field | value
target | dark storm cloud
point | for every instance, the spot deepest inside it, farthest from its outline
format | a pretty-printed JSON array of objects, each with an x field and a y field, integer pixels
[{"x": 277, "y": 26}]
————
» What the exercise asks:
Copy the listing above line for line, changing no character.

» Exercise result:
field | value
target | dark storm cloud
point | for every instance, the spot deepest inside it, farthest from its outline
format | a pretty-printed JSON array of objects, each with an x field and a y field, integer pixels
[{"x": 277, "y": 26}]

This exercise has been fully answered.